I suggest boosted decision trees. Decision trees have good generalization properties with small and modest amounts of data, and adding a boosting algorithm increases their accuracy. Since there’s not too much data and strategy learning happens once per game, speed should not be a problem. (If it does get too slow, then discard the oldest data points.) Go look up code to implement it and check the license, you know the drill.

It’s just a suggestion. Other choices may be better.

In a little more detail, at the end of each game the bot records the result with whatever other information it wants to learn from: Opponent, race, map, etc. At the start of each game it reads the records and runs its learning algorithm from scratch (it doesn’t have to or want to remember what it thought it knew last game). You may want to vary this depending on tournament rules about when learning data becomes available.

With the learned model in hand, the bot can look at the game situation, run it through to find out what strategies seem best, and combine that with the exploration policy to decide what strategy to play.

=-=-=

▶ [Problem set]
**a.** According to the excerpt on bot strategy learning above, what should the bot do if learning becomes too slow?
**b.** Translate this sentence from the excerpt on bot strategy learning into Spanish: "Decision trees have good generalization properties with small and modest amounts of data, and adding a boosting algorithm increases their accuracy."

▶ [Data provided]
=-=-=

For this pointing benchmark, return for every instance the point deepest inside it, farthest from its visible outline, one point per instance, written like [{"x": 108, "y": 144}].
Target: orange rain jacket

=-=-=

▶ [Task results]
**a.** Discard the oldest data points.

**b.** Los árboles de decisión tienen buenas propiedades de generalización con cantidades pequeñas y moderadas de datos, y añadir un algoritmo de boosting aumenta su precisión.